### Directions for this task
Leaving out every picture, output the records below exactly as they are.

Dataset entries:
☆ ☆ ☆ ☆ ☆

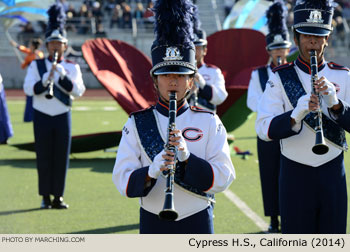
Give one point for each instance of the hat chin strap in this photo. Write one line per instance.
(167, 101)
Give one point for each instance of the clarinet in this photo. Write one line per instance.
(279, 60)
(169, 213)
(51, 81)
(320, 146)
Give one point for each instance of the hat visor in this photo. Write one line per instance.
(316, 31)
(173, 70)
(284, 45)
(61, 39)
(200, 43)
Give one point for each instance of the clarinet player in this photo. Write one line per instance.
(203, 164)
(313, 194)
(52, 113)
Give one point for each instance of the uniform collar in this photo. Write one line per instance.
(305, 67)
(163, 108)
(51, 59)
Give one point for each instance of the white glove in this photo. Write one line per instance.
(45, 79)
(158, 162)
(302, 108)
(60, 70)
(331, 98)
(182, 151)
(199, 80)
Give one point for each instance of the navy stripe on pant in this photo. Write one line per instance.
(313, 200)
(52, 145)
(199, 223)
(269, 165)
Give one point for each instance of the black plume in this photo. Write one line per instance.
(173, 22)
(316, 4)
(276, 18)
(196, 22)
(57, 17)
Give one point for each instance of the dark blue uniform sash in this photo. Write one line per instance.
(263, 77)
(294, 90)
(153, 144)
(204, 102)
(58, 93)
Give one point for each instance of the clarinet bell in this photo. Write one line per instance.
(320, 146)
(168, 213)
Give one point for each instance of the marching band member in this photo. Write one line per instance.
(52, 114)
(5, 124)
(313, 194)
(278, 45)
(32, 53)
(209, 90)
(203, 164)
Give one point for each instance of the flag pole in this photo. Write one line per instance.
(8, 36)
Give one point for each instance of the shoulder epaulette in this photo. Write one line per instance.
(212, 66)
(198, 109)
(335, 66)
(290, 64)
(69, 61)
(141, 111)
(259, 67)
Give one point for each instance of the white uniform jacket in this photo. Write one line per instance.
(72, 85)
(214, 92)
(209, 166)
(274, 110)
(254, 89)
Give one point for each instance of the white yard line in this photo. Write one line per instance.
(246, 210)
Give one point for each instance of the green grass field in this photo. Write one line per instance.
(96, 207)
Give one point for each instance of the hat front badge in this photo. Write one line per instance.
(172, 53)
(315, 17)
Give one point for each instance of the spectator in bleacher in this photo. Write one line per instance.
(84, 15)
(127, 15)
(148, 16)
(100, 31)
(339, 23)
(5, 124)
(71, 19)
(109, 7)
(138, 13)
(116, 17)
(26, 34)
(228, 6)
(97, 13)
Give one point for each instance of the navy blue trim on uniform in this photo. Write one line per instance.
(313, 200)
(335, 66)
(136, 184)
(343, 118)
(200, 110)
(269, 153)
(66, 83)
(39, 88)
(294, 90)
(305, 67)
(280, 127)
(198, 223)
(199, 173)
(206, 92)
(282, 67)
(163, 108)
(263, 77)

☆ ☆ ☆ ☆ ☆

### Solution to the exercise
Give one point for each instance of the hat chin strap in this photo. Write one line per instance.
(167, 101)
Give one point for each instance of the clarinet in this photo. Write one line per instance.
(279, 60)
(169, 213)
(51, 81)
(320, 146)
Give one point for each instance of the hat visor in this photo. Write one line per instance.
(316, 31)
(173, 70)
(284, 45)
(61, 39)
(200, 43)
Give one point for each instance of the clarinet player in this photo. Write one line per instance.
(203, 164)
(313, 194)
(52, 113)
Give one point for each instance of the uniform collar in this photo. Write one line per instance.
(305, 67)
(163, 108)
(51, 59)
Give one point for each instance of the white glove in this photo. Write one line per instance.
(45, 79)
(158, 162)
(302, 108)
(60, 70)
(331, 98)
(182, 151)
(199, 80)
Give one point for each instance of the navy stripe on pant in this photo. Write one line per instance.
(313, 200)
(52, 145)
(199, 223)
(269, 165)
Give one point for each instance of the black plume in this photo. Write one line per instance.
(173, 22)
(316, 4)
(276, 18)
(196, 22)
(57, 17)
Give one point for each instance of the dark blue uniform sash in this photo. Write one line per instance.
(263, 77)
(294, 90)
(153, 144)
(204, 102)
(58, 93)
Give one point for each instance of the clarinet bell in this photo. Write one line per instance.
(320, 146)
(168, 213)
Give one point for each instance of the marching band member in this photo. Write one line per instance.
(52, 114)
(5, 124)
(313, 194)
(278, 45)
(32, 53)
(209, 90)
(203, 164)
Give one point for each instance of the flag pole in this photo. Write one line per instance.
(8, 36)
Give one point for each instance of the shoulder epaulette in this photo. Write one line per instance.
(212, 66)
(198, 109)
(335, 66)
(290, 64)
(69, 61)
(141, 111)
(259, 67)
Give one point for each instance of the white uniform jacket in this photo. Write one line per instance.
(72, 85)
(214, 92)
(209, 166)
(274, 110)
(254, 89)
Give one point for each instance of the white yard line in this photo. Write one line per instance.
(246, 210)
Give one point for each instance of the green grass field in this photo. Write one line per instance.
(96, 207)
Give one point for each instance of the hat front badge in this photo. Write one line per instance.
(172, 53)
(315, 17)
Give one point for each instance of the spectator in bleacher in this photo. Write one line per instance.
(84, 15)
(127, 15)
(148, 16)
(100, 31)
(339, 23)
(5, 124)
(71, 19)
(109, 7)
(138, 13)
(116, 17)
(26, 34)
(228, 6)
(97, 13)
Give one point for each instance of the navy blue trim on uniform in this photo. Write one line per instance.
(313, 200)
(335, 66)
(136, 184)
(343, 118)
(200, 110)
(269, 153)
(66, 83)
(39, 88)
(294, 90)
(305, 67)
(280, 127)
(198, 223)
(199, 173)
(206, 92)
(282, 67)
(163, 108)
(263, 77)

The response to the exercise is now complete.